GIVEN TASK: Exactly and only the lines from the one with "In this exercise you will annotate the woman's smiling" through the end of the listing are to be transcribed, both ends included.

GIVEN INFORMATION:
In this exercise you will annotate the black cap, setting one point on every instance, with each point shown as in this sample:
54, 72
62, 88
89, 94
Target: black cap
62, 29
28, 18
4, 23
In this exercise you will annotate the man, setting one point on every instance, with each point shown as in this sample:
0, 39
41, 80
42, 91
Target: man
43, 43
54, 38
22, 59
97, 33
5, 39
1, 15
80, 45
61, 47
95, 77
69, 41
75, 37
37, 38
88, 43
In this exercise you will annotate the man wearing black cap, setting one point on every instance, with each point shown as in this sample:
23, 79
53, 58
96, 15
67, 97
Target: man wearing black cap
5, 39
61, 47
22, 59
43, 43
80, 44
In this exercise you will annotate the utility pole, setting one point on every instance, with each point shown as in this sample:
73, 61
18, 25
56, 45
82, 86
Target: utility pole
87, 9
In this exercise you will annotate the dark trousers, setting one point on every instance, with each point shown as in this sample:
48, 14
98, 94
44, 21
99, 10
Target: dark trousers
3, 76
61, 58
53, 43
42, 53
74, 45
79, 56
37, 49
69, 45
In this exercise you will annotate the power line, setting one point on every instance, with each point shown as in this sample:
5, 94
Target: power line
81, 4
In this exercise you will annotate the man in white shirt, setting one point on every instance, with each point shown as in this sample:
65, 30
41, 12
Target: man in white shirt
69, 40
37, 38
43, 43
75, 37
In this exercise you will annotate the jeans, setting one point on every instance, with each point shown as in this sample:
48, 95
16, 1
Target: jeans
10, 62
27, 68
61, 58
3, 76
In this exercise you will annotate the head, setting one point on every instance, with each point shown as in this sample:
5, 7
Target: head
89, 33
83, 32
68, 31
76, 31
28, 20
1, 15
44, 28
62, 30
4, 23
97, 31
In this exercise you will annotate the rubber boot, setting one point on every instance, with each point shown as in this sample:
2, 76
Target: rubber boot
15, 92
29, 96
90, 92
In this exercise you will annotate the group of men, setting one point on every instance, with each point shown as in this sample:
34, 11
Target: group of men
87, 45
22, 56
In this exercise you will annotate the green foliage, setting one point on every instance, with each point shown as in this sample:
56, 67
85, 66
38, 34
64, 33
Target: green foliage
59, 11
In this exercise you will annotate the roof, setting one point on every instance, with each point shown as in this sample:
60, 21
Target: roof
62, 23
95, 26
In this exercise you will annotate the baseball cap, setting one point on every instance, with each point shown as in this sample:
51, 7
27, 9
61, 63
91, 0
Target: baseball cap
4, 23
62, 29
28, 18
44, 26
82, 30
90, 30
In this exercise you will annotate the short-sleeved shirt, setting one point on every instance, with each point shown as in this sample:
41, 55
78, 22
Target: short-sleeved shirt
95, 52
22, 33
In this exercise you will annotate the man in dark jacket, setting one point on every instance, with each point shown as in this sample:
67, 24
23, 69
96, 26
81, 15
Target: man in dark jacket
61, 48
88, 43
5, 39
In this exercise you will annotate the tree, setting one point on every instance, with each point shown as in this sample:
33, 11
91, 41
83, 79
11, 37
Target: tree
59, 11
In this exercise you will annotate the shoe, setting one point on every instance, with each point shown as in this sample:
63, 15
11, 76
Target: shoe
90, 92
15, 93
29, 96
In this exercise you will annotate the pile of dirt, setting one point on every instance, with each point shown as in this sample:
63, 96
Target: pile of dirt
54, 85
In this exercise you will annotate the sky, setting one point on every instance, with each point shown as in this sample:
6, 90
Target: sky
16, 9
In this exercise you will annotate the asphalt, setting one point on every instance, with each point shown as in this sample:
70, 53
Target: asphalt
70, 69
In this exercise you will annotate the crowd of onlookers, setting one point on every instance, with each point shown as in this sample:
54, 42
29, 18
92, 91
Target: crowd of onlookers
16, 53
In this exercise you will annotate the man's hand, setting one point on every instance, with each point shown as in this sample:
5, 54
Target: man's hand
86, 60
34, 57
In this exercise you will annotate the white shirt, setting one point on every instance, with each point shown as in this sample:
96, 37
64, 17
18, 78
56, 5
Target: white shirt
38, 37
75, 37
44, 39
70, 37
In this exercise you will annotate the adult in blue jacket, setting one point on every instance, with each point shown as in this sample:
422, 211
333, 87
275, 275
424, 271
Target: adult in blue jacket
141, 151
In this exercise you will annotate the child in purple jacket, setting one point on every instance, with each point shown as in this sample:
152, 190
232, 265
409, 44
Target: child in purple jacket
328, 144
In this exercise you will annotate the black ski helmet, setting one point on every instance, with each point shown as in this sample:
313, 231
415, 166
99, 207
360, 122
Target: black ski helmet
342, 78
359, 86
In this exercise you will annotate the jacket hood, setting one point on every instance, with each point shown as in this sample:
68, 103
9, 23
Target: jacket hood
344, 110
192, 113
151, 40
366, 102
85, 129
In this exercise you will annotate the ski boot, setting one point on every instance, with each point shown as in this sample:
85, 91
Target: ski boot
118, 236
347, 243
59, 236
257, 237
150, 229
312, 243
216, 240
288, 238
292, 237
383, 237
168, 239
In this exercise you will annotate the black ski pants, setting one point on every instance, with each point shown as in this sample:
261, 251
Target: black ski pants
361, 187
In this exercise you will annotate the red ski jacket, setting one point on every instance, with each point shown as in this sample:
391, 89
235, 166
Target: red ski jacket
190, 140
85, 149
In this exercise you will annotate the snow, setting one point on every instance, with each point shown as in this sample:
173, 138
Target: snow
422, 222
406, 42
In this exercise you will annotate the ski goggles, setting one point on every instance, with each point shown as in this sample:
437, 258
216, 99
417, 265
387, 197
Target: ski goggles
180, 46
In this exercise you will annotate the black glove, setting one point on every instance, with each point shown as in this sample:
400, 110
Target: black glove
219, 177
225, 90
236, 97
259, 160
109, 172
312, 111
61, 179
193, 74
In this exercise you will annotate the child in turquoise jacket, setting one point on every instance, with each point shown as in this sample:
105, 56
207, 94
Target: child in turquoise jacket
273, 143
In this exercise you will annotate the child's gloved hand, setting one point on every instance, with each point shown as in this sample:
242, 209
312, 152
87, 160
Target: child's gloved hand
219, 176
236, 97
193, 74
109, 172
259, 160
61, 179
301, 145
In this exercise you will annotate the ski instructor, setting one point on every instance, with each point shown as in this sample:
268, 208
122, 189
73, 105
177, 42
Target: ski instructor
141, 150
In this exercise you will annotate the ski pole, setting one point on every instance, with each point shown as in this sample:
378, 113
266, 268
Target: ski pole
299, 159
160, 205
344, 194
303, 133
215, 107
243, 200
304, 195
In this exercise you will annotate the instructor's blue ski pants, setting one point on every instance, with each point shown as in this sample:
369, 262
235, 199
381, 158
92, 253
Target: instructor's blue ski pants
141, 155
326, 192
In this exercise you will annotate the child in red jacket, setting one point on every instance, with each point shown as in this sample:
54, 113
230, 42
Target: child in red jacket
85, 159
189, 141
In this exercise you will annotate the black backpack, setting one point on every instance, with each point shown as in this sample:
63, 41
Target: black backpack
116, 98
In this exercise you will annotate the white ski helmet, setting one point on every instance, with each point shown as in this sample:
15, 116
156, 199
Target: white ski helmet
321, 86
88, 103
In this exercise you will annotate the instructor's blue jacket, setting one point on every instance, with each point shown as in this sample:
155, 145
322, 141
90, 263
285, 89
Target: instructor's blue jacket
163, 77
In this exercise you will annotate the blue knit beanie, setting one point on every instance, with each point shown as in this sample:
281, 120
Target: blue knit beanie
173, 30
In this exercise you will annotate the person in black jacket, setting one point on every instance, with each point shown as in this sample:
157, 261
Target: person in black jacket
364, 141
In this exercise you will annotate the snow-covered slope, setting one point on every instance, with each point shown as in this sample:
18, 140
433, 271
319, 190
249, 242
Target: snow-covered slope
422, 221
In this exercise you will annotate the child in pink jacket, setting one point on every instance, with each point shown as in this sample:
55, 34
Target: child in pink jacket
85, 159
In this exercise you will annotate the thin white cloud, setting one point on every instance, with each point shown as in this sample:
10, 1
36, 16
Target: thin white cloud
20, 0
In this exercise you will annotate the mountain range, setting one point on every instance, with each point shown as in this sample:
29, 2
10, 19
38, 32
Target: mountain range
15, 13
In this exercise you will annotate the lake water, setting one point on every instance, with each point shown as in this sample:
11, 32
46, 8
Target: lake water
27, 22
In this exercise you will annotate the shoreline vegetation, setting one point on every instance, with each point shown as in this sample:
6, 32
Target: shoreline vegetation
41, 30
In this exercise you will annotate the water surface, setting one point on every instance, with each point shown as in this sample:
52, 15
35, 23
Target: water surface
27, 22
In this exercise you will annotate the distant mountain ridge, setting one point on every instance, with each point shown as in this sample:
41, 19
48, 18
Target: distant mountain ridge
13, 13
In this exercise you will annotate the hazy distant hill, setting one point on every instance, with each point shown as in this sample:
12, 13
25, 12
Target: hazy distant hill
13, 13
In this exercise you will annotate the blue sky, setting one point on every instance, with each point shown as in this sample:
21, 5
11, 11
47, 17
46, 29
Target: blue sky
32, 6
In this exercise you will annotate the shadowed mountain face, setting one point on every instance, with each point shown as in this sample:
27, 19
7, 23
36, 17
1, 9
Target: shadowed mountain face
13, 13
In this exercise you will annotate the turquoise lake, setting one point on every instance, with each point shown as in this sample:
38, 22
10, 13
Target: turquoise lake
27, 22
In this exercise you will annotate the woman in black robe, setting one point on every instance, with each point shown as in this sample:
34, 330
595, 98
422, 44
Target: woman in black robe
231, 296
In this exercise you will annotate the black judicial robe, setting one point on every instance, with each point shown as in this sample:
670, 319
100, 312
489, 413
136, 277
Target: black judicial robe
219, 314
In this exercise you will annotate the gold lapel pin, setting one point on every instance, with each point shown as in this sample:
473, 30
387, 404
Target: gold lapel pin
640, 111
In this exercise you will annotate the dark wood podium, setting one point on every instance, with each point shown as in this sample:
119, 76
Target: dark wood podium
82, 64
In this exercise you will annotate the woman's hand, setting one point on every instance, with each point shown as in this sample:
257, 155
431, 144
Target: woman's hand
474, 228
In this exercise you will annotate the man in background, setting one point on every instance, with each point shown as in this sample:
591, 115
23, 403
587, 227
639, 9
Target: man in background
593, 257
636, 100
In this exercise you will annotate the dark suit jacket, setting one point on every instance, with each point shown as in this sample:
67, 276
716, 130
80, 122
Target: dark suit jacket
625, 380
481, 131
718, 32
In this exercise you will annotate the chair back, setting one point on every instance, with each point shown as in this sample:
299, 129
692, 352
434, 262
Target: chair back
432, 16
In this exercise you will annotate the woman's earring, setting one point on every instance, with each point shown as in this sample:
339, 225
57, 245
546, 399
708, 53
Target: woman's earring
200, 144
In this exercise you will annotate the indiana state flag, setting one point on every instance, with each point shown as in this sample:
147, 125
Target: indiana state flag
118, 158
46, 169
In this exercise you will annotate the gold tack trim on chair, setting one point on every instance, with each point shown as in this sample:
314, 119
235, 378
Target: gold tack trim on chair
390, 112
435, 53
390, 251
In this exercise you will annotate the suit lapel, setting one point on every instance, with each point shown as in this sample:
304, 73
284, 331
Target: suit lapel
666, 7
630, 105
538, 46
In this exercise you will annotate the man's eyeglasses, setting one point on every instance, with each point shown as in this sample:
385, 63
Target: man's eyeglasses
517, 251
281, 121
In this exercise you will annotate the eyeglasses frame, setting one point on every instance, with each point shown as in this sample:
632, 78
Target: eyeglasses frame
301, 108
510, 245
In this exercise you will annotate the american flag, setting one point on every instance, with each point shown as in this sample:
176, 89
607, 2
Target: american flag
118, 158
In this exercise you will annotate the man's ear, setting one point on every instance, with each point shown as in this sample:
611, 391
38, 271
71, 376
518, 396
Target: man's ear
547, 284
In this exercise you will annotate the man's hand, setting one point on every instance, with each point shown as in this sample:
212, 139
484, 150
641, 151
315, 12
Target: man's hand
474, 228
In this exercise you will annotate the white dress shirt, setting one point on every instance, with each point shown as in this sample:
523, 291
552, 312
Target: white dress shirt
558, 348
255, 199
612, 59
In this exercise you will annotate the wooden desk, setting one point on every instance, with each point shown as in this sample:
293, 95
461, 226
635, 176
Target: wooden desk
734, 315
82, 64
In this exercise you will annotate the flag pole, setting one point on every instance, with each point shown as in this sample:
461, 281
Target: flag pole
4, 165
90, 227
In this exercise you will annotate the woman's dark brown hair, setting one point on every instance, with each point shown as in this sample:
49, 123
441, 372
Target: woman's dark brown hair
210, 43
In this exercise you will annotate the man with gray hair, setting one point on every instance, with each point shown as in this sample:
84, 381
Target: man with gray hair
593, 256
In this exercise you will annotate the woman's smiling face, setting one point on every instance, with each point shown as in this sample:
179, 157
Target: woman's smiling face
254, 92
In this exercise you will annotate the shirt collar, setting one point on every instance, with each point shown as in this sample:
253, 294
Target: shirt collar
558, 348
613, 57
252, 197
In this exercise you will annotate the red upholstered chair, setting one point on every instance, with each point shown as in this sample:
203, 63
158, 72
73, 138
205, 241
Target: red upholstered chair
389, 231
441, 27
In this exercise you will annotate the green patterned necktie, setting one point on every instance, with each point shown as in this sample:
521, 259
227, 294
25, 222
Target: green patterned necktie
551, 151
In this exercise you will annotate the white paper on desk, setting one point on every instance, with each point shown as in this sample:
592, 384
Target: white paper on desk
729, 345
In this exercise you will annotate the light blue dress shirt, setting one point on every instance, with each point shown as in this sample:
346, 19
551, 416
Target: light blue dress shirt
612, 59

RESPONSE TO THE TASK:
In this exercise you will annotate the woman's smiling face, setting one point on every instance, with each point shown as in this sample:
179, 157
Target: woman's smiling face
254, 92
In this exercise you will annotate the shirt collar, setting one point on every instance, with each point shown as in this sample:
253, 294
Target: shirt collar
558, 348
613, 57
252, 197
In this exercise you will annotate the red upholstered chair, setting one point on every instance, with each point shown as in this sample:
203, 63
158, 72
73, 138
205, 241
Target: red upholstered chair
389, 231
441, 27
In this exercise you will annotate the green patterned necktie, setting one point on every instance, with each point shown as in this sample:
521, 259
227, 294
25, 222
Target: green patterned necktie
551, 151
In this exercise you will annotate the white paper on desk, setting one point on every instance, with each point shown as in this sample:
592, 384
Target: white paper on desk
729, 345
In this exercise you will annotate the light blue dress shirt, setting one point on every instance, with each point shown as in this sample:
346, 19
551, 416
Target: light blue dress shirt
612, 59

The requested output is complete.